Eingabedaten:
※

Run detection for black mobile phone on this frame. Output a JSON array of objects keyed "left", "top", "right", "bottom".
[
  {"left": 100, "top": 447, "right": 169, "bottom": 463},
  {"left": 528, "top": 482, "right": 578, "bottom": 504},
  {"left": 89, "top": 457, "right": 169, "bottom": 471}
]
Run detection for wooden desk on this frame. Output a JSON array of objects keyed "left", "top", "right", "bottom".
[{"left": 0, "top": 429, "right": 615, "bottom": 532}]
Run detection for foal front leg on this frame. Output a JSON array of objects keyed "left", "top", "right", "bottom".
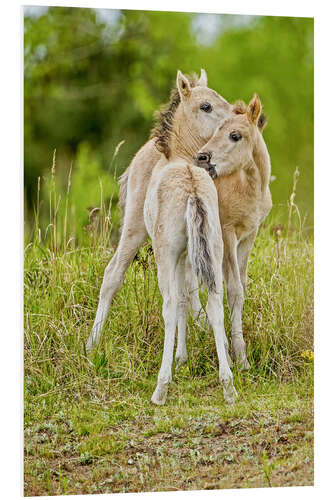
[
  {"left": 151, "top": 261, "right": 178, "bottom": 405},
  {"left": 222, "top": 229, "right": 250, "bottom": 370},
  {"left": 237, "top": 228, "right": 258, "bottom": 293},
  {"left": 87, "top": 209, "right": 147, "bottom": 351},
  {"left": 207, "top": 290, "right": 238, "bottom": 404},
  {"left": 176, "top": 253, "right": 188, "bottom": 368}
]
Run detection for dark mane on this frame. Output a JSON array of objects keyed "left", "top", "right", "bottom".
[
  {"left": 150, "top": 73, "right": 198, "bottom": 158},
  {"left": 232, "top": 97, "right": 267, "bottom": 132}
]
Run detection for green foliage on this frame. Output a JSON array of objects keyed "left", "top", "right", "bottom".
[
  {"left": 24, "top": 134, "right": 313, "bottom": 496},
  {"left": 24, "top": 7, "right": 313, "bottom": 235}
]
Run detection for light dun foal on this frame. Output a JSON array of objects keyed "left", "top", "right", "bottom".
[
  {"left": 144, "top": 160, "right": 237, "bottom": 405},
  {"left": 87, "top": 70, "right": 231, "bottom": 350},
  {"left": 197, "top": 94, "right": 272, "bottom": 369}
]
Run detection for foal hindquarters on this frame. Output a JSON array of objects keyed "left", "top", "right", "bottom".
[{"left": 145, "top": 165, "right": 237, "bottom": 405}]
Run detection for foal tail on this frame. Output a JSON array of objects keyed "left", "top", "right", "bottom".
[{"left": 185, "top": 194, "right": 216, "bottom": 292}]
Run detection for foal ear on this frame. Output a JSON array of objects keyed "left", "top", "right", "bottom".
[
  {"left": 258, "top": 113, "right": 267, "bottom": 133},
  {"left": 246, "top": 94, "right": 262, "bottom": 125},
  {"left": 177, "top": 70, "right": 191, "bottom": 98},
  {"left": 198, "top": 69, "right": 208, "bottom": 87}
]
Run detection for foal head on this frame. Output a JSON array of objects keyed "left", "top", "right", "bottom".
[
  {"left": 196, "top": 94, "right": 264, "bottom": 178},
  {"left": 151, "top": 69, "right": 232, "bottom": 158}
]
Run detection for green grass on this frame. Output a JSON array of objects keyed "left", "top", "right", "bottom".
[{"left": 24, "top": 169, "right": 313, "bottom": 495}]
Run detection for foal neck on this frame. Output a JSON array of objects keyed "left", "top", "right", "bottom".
[{"left": 169, "top": 106, "right": 207, "bottom": 162}]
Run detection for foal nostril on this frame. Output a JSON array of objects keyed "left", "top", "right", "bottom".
[{"left": 197, "top": 153, "right": 211, "bottom": 163}]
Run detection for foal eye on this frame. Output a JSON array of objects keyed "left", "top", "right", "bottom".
[
  {"left": 229, "top": 131, "right": 242, "bottom": 142},
  {"left": 200, "top": 102, "right": 213, "bottom": 113}
]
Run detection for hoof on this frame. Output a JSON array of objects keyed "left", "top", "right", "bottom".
[
  {"left": 151, "top": 384, "right": 168, "bottom": 406},
  {"left": 222, "top": 379, "right": 238, "bottom": 405},
  {"left": 226, "top": 349, "right": 233, "bottom": 368},
  {"left": 239, "top": 356, "right": 251, "bottom": 371},
  {"left": 175, "top": 354, "right": 187, "bottom": 370}
]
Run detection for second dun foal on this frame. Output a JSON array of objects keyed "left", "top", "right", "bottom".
[{"left": 144, "top": 160, "right": 237, "bottom": 405}]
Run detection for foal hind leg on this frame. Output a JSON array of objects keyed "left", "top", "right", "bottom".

※

Die Aufgabe: Gib an, in wie vielen Zeilen oben das Wort „green“ vorkommt. Nenne nur die Zahl.

Antwort: 2